**Work instructions:**
1. According to the news report, how old was Timothy Zotter when the crash happened?
2. Return the part of the news report that opens with the words "By Jim McKinnon, Post-Gazette" and closes with "in Brighton Heights.".

Thursday, November 25, 1999

By Jim McKinnon, Post-Gazette Staff Writer

On the witness stand yesterday, Timothy Zotter didn't look like a hard-core juvenile delinquent who, last year, had tried to help a North Side man buy drugs only to end up in a police chase in which the get-away car hit a 7-year-old boy in Brighton Heights.

Zotter, now an 18-year-old Oliver High School senior, was 16 when the car in which he was riding on June 22, 1998, slammed into Raymond Michelotti as the boy rode a bicycle near his home on Gas Avenue.

Zotter testified yesterday in the homicide trial of the driver, Jamal Tait, 21.

Throughout his testimony, Zotter never looked toward the defense table, although he quickly pointed in that direction when asked by Deputy District Attorney Edward Borkowski to identify Tait.

His eyes remained averted as he took a seat behind Raymond's family.

Tait glowered, his eyes following the witness's every move.

Tait had been charged with third-degree homicide. In August, prosecutors added charges of homicide by vehicle and homicide by vehicle while driving under the influence. The latter charges came after Zotter told Borkowski that he, Tait and two other youths in the vehicle had smoked marijuana together before the fatal crash.

Zotter, the grandson of a retired Pittsburgh police officer, testified that he did not know Tait, who drove up to him on Shadeland Avenue and introduced himself as Shawn.

Zotter, who has not been charged, said that he agreed to help Tait find marijuana to buy.

**Dataset content:**
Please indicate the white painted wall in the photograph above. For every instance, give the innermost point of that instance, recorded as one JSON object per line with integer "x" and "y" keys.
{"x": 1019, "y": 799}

**Answers to each task:**
1. He was 16.

2.
By Jim McKinnon, Post-Gazette Staff Writer

On the witness stand yesterday, Timothy Zotter didn't look like a hard-core juvenile delinquent who, last year, had tried to help a North Side man buy drugs only to end up in a police chase in which the get-away car hit a 7-year-old boy in Brighton Heights.